(Location annotation dataset excerpts)
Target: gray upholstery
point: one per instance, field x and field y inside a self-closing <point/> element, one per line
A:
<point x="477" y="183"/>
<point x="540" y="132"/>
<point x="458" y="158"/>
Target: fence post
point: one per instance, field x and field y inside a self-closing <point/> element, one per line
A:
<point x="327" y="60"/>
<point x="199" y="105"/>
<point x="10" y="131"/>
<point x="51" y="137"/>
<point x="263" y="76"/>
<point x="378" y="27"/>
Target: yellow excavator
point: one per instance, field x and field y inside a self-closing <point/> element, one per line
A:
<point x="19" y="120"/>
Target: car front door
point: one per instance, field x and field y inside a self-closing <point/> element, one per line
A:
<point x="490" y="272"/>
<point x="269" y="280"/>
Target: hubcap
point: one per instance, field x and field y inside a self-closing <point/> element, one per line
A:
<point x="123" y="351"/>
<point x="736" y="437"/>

## THE PROBLEM:
Rewrite all the records above, renaming every "Target" to "Label" and leaving everything else as it is.

## OUTPUT:
Label: gray upholstery
point: one per instance, field x and field y inside a self-closing <point/> element, one per line
A:
<point x="477" y="183"/>
<point x="540" y="132"/>
<point x="458" y="158"/>
Label: fence post
point: one per instance, field x and field y inside a self-closing <point/> element, one per line
A:
<point x="327" y="60"/>
<point x="199" y="105"/>
<point x="10" y="131"/>
<point x="51" y="137"/>
<point x="263" y="76"/>
<point x="378" y="27"/>
Label: yellow excavator
point: one per instance, field x and field y inside a self-closing <point/> element, one per line
A:
<point x="19" y="120"/>
Label: car front door
point: one per instance, field x and field y inside a self-closing <point/> element, one per line
A:
<point x="490" y="272"/>
<point x="269" y="280"/>
Label: hubcap
point: one per instance, field x and field y inside a self-closing <point/> element, one per line
A:
<point x="123" y="351"/>
<point x="736" y="437"/>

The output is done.